START Record excerpts

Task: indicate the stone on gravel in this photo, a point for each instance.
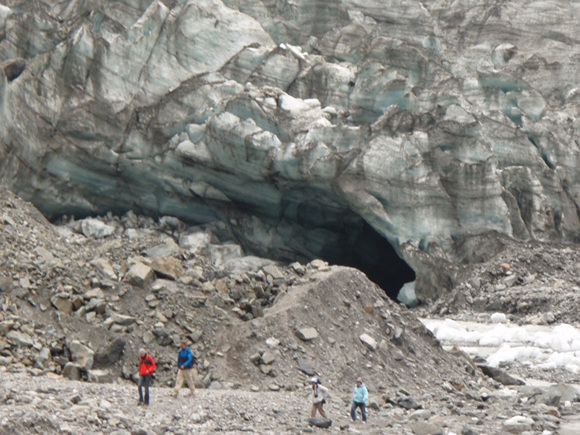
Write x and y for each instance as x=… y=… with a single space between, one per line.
x=306 y=334
x=323 y=423
x=500 y=375
x=369 y=341
x=518 y=424
x=140 y=275
x=426 y=428
x=20 y=338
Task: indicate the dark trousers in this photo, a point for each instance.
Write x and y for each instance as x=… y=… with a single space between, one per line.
x=144 y=381
x=363 y=408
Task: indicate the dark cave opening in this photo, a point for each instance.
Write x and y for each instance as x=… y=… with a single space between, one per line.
x=372 y=254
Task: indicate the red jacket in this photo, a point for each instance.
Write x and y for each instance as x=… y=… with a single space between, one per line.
x=146 y=365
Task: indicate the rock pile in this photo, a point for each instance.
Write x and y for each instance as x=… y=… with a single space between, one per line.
x=78 y=299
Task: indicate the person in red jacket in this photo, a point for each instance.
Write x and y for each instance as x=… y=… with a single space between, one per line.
x=146 y=368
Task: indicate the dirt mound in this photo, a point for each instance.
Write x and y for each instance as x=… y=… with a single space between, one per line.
x=73 y=304
x=336 y=324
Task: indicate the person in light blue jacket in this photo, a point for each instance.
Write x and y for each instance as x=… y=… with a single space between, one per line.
x=360 y=396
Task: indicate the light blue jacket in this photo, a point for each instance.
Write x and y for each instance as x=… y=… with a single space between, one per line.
x=360 y=394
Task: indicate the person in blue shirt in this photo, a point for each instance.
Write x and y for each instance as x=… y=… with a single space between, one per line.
x=185 y=362
x=360 y=396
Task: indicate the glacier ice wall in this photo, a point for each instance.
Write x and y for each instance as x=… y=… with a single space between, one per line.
x=300 y=123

END Record excerpts

* [What you have to do]: Leave every picture out and output the records exactly.

* [Reply]:
Task: indicate the stone on gravel in this photo, a point for each instance.
Write x and y for each instance as x=… y=… with a single space between, one per line.
x=306 y=334
x=323 y=423
x=500 y=375
x=369 y=341
x=518 y=424
x=140 y=275
x=426 y=428
x=20 y=338
Task: indicate the dark trousers in this photo, a point for each instance.
Write x and y for each instance as x=… y=… with a single space between, one per line.
x=144 y=381
x=363 y=408
Task: indicate the dark cave opening in this photo, a point for each instance.
Write x and y for each instance as x=… y=… with a single space between, one per line.
x=372 y=254
Task: indicate the red jacket in this photo, a point for each instance.
Write x and y for each instance as x=… y=… with a single space between, one per line.
x=146 y=365
Task: indicate the rock pile in this photo, a point for each instance.
Write x and y for each instance as x=… y=… with a single space between, one per line.
x=78 y=299
Task: indicate the person in red jacket in this photo, a point for each instance.
Write x and y for each instance as x=… y=… with a single space between, one per line.
x=146 y=368
Task: indicate the dirt mound in this photo, a point for each instance.
Write x and y for each instance as x=… y=… with a single space between, one per line.
x=73 y=304
x=336 y=324
Task: indicate the person in light blue jacket in this photo, a point for each instance.
Write x and y for each instance as x=… y=… with a single space between, one per line.
x=360 y=396
Task: indicate the light blue jacket in this photo, a point for each instance.
Write x and y for each instance as x=… y=… with a single space between, one per line.
x=360 y=394
Task: indicate the person in blue shirt in this photo, a point for each instance.
Write x and y for each instance as x=… y=… with a single space between, one per line.
x=185 y=362
x=360 y=396
Task: indicate the glacier ice wall in this photo, a point for each instance.
Write x and y for each instance as x=… y=… with a single space between, one per line.
x=300 y=123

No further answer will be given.